Data records -
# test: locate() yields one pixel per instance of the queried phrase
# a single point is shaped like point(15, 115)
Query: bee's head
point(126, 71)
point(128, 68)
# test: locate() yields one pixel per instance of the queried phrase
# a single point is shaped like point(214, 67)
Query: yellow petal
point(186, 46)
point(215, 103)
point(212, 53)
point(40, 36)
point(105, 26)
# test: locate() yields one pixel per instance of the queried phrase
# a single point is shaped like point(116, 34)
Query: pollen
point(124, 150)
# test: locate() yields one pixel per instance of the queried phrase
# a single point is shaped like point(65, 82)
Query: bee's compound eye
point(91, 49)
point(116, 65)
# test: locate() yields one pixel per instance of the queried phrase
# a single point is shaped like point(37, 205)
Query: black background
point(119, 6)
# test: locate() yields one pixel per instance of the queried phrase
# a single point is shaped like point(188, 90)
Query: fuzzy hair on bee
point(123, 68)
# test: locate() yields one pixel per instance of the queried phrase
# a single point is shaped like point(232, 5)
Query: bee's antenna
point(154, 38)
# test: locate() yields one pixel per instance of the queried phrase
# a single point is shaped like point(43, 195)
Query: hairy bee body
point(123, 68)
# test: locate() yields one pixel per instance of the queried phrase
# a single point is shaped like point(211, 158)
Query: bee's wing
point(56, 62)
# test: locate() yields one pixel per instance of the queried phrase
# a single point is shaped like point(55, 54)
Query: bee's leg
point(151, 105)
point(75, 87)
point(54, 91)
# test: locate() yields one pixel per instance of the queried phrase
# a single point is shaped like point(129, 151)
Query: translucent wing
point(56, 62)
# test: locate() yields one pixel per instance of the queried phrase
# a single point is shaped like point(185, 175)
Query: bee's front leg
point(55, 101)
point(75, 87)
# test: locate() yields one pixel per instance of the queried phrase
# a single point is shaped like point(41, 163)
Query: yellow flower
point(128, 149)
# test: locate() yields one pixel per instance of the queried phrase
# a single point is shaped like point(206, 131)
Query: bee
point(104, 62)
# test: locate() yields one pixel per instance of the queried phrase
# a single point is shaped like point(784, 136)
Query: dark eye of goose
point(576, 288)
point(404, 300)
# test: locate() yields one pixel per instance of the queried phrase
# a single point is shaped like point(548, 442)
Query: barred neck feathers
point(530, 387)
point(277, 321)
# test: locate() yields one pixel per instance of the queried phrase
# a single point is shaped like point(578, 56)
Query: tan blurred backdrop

What you will do - The records above should be returned exactly.

The response -
# test: locate() yields one pixel per instance of the queried phrase
# a single point is shaped like point(15, 115)
Query: bee's head
point(126, 71)
point(128, 68)
# test: locate() yields one pixel per instance of the queried phrase
# a single point is shaped like point(214, 67)
Query: yellow petal
point(186, 46)
point(215, 103)
point(212, 53)
point(40, 36)
point(105, 26)
# test: locate() yields one pixel per instance of the queried phrase
# a single point is shaped like point(116, 34)
Query: pollen
point(124, 150)
# test: locate() yields one pixel per instance of the queried phrase
# a single point is shaped like point(65, 82)
Query: bee's compound eye
point(91, 49)
point(116, 65)
# test: locate() yields one pixel per instance of the queried phrase
# a single point is shaped like point(37, 205)
Query: black background
point(119, 6)
# test: locate() yields one pixel per instance of the queried phrase
# a single point is shaped like point(188, 90)
Query: fuzzy hair on bee
point(123, 68)
# test: locate() yields one pixel per instance of the queried phrase
# a single point is shaped like point(232, 5)
Query: bee's antenna
point(154, 38)
# test: locate() yields one pixel per instance of the queried phrase
# a single point is shaped like point(43, 195)
Query: hairy bee body
point(123, 68)
# test: locate() yields one pixel per instance of the queried phrase
# a single point is shaped like point(211, 158)
Query: bee's wing
point(56, 62)
# test: locate() yields one pixel per instance of the queried phrase
# a single point is shaped like point(55, 54)
Query: bee's leg
point(151, 105)
point(75, 87)
point(54, 91)
# test: locate() yields one pixel per instance of the queried phrase
# a single point is shaped like point(129, 151)
Query: translucent wing
point(56, 62)
# test: locate() yields one pixel per instance of the queried phrase
# a single point is shaped like point(185, 175)
Query: bee's front leg
point(55, 101)
point(75, 87)
# test: locate() yields one pixel per instance of the queried phrase
# a single point is shaped like point(41, 163)
Query: yellow flower
point(128, 149)
# test: locate() yields one pixel per instance of the queried phrase
# a single point is shaped like point(206, 131)
Query: bee
point(104, 62)
# test: locate() yields one pixel per instance of the queried phrase
# a single point is shaped like point(784, 136)
Query: dark eye of goose
point(576, 288)
point(404, 300)
# test: locate() yields one pixel per instance of the queried phrase
# a single point is shaped like point(548, 442)
Query: barred neck feathers
point(530, 387)
point(277, 321)
# test: locate() yields one pixel per instance of the queried phrase
# a single point is shaped like point(578, 56)
Query: tan blurred backdrop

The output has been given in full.